* _Exercise instructions_
Carry on the passage about the shrine of St. Menas, picking up directly after its final sentence.

* _Page_

The shrine of St. Menas was the Lourdes of the patristic era.

Situated near the Nile delta in Egypt, “Abu Mena” — as it’s known by the Copts — flourished as a destination for pilgrims, beginning in the early fourth century. People traveled there to bathe in its healing waters, or to fill flasks to carry home for ailing friends and family members. The flasks have turned up throughout Europe and the Middle East.

Who was St. Menas? It’s difficult to say for sure. He was almost certainly a martyr. Some ancient accounts say he succumbed during the persecution of the Emperor Decius, in the mid-third century. The majority, however, place his martyrdom during the Big One, the persecution of Diocletian, at the end of that century. He is almost always portrayed as a soldier in the Roman army, exposed as a Christian and beheaded for his faith. His comrades then bore his body back home to Egypt. According to legend, the camels stopped at a certain point and refused to go on. And there Menas was laid to rest.

Soon pilgrims appeared, churches sprang up, and a veritable city arose around the burial place of St. Menas. Once the empire was officially Christian, the Emperor Arcadius had a basilica built there. The shrine flourished till Muslim rule in the seventh century. Then the place fell into disuse. Its ruins were excavated in the early twentieth century, turning up thousands of St. Menas pilgrim flasks. There has been some restoration at the site, though the ruins are now threatened by dampness from irrigation.

The pilgrim flasks still turn up everywhere — even on the Web. Mass-produced as souvenirs, they usually show the saint between two camels — the very camels who sited his shrine. Around the image you’ll usually find inscribed, in Coptic or Greek, “Blessings of St. Menas.” There’s one in the collection of the Metropolitan Museum of Art in New York. There’s another in the Louvre (you’ll have to go there and search under Menas, because I can’t get the links to work). Here’s a page full of flasks, and another, and another. You’ll even find several flasks for sale in New Jersey.

* _Record excerpts_
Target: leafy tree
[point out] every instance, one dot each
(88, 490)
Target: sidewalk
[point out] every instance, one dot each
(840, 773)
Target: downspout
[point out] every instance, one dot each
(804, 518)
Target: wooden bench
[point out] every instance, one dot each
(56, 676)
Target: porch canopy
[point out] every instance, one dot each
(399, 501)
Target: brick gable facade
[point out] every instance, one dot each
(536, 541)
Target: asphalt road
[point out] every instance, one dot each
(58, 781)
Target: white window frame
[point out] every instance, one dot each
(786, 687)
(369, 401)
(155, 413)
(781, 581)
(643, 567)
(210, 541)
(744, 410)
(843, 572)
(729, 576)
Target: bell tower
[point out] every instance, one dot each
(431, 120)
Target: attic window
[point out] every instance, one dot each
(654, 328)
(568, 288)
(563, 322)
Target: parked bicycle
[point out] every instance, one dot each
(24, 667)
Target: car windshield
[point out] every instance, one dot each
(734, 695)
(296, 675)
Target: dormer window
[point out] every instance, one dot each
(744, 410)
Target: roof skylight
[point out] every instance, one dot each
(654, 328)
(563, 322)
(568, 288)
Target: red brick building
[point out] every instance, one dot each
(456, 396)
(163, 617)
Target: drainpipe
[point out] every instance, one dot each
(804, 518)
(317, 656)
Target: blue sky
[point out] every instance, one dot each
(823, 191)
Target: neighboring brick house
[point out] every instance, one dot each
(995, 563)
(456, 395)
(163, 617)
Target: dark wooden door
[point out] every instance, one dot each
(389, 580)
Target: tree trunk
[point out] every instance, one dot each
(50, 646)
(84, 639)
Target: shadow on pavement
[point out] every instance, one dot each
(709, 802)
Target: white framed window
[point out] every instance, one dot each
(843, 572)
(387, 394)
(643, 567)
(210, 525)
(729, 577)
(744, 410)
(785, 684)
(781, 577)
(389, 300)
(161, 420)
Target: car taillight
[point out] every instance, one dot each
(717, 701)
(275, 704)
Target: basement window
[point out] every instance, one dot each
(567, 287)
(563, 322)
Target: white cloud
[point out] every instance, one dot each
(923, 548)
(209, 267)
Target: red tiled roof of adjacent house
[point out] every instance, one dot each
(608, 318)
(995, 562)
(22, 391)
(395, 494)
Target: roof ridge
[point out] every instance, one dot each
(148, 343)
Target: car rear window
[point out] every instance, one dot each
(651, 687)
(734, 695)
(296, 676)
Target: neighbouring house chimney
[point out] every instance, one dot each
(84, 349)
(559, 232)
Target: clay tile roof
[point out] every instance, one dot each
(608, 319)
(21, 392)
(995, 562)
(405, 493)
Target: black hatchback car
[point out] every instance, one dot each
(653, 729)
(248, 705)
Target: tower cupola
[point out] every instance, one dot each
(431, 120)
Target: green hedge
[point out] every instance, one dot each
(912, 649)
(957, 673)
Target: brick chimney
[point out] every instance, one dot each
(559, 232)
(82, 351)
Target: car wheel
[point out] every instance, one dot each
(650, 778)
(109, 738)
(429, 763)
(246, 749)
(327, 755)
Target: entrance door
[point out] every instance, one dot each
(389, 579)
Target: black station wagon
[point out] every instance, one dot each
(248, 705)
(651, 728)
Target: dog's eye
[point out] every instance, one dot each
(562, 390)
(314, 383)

* _Exercise result_
Some kind folks have posted English translations of the various lives of St. Menas. (His name is also rendered Mena and Mina. Some modern scholars believe he is none other than man we westerners venerate as St. Christopher of the dashboard.)

Amazon’s offering a new documentary on the pilgrim site: Abu Mena: A Christian Monument Egypt. I haven’t seen it yet, but it’s on my wish list.

May the good saint intercede for us who remember him, and may he once again bring healing to his homeland.

(Thanks to Nader — my Coptic catechist, correspondent, and sometime commenter — who helped me as I was rooting around for details on St. Menas.)

4 thoughts on “The Lourdes of the Ancient World

  1. It’s fascinating to see the pilgrim’s flask. I wonder if one day all the plastic bottles that we carry home from Lourdes might be in a museum somewhere! One of my cousins sent me an article on Lourdes that was in the Wall Street Journal a few weeks ago. It was such a different take. A health insurance company in Holland sends 600 very sick and disabled clients to Lourdes each year for free. The representative of the commercial company says the experience “leads people to compassion and friendship – they remember what it’s like to have somebody really care about them.” That is such a grace of Lourdes (and possibly was a grace of Abu Mena).

  2. Where can I obtain a small flask of Holy Oil of St Walburga? St Menas?? – Any info appreciated.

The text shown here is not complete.